:: DATA RECORDS ::
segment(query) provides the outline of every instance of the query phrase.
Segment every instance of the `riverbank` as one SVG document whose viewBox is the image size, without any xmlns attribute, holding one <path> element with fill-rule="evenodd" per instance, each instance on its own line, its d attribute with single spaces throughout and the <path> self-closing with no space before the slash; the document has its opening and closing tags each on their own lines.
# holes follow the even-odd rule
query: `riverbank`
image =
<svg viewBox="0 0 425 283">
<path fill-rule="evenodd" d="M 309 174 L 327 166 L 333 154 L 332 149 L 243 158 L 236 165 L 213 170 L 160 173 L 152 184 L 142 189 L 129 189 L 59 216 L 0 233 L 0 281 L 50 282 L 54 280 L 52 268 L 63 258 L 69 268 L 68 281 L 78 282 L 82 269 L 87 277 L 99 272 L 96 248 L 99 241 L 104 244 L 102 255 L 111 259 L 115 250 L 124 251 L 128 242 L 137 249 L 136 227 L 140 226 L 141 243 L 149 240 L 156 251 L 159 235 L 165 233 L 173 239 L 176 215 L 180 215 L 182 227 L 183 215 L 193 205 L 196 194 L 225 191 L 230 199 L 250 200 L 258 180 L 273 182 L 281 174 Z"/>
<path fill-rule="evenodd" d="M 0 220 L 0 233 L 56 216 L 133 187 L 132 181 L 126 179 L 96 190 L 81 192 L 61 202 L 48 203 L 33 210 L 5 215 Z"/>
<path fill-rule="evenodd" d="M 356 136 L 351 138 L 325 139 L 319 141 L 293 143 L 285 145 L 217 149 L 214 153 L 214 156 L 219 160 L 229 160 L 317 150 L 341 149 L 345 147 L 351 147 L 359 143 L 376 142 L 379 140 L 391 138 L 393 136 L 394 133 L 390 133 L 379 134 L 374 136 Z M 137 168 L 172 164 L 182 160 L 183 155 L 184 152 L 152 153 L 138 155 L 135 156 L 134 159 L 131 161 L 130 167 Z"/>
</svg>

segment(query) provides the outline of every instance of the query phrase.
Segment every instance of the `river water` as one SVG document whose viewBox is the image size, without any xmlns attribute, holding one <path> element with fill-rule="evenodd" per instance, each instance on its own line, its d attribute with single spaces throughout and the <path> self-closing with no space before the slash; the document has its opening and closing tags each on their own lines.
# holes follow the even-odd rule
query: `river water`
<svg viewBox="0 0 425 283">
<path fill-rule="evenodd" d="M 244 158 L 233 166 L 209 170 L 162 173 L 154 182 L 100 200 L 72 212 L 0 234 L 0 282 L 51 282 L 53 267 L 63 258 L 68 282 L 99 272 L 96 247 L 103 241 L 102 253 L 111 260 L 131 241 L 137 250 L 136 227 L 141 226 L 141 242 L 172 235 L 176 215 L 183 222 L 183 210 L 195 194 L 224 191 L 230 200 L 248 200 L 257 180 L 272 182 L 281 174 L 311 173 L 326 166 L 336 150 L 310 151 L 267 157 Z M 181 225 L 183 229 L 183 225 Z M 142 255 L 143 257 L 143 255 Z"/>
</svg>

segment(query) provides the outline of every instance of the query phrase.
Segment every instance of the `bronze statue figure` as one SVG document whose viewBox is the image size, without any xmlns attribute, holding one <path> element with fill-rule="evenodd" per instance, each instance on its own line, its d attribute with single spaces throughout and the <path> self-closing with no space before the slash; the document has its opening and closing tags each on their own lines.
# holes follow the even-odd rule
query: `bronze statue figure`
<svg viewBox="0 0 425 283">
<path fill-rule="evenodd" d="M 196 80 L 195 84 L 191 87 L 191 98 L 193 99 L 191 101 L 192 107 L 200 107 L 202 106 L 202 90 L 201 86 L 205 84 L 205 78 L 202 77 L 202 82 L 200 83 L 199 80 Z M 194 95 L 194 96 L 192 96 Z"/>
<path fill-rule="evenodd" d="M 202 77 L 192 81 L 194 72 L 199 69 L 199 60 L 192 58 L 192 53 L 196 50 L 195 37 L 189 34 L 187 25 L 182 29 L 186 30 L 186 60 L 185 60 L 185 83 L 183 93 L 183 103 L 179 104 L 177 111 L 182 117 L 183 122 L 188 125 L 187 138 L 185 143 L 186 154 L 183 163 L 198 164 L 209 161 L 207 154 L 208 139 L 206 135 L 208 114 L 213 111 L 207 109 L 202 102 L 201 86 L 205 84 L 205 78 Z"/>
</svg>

:: EXERCISE BRIEF ::
Nothing but the lines with "riverbank" should be returned, copied from the entries above.

:: TASK RESPONSE ::
Segment every instance of the `riverbank` as one SVG document whose viewBox is the image size, without any xmlns attribute, holding one <path> element with fill-rule="evenodd" per instance, each instance on its own line, its d attribute with single spaces throughout and the <path> self-closing with no space before the slash; the document has its opening and closing tags each on their own lines.
query: `riverbank`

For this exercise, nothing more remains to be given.